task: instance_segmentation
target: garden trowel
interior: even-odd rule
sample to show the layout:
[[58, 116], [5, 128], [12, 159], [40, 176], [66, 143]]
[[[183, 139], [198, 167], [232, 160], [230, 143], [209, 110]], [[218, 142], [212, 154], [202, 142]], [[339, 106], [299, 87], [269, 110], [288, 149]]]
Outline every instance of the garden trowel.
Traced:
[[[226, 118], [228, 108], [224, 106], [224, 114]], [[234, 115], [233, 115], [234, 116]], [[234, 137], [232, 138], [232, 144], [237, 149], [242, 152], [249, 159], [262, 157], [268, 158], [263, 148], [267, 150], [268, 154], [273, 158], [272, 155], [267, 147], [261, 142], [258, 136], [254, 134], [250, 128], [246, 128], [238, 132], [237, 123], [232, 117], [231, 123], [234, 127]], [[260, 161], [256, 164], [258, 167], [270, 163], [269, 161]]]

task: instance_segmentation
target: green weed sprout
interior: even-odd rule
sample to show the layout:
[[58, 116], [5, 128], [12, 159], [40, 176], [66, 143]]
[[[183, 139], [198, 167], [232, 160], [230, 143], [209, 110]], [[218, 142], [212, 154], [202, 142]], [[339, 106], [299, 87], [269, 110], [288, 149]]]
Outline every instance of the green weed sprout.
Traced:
==
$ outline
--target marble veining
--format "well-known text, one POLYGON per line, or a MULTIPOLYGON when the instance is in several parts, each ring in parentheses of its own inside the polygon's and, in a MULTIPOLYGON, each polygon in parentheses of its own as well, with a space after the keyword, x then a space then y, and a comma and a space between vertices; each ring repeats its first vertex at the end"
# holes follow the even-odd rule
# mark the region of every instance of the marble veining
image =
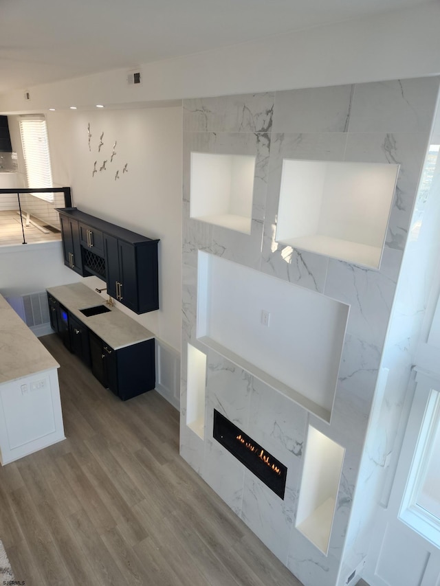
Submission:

**GOAL:**
Collect each of the lines above that contains the string "target". Case counts.

**ANSWER FOR THE TASK:**
target: garden trowel
target: green weed sprout
--target marble veining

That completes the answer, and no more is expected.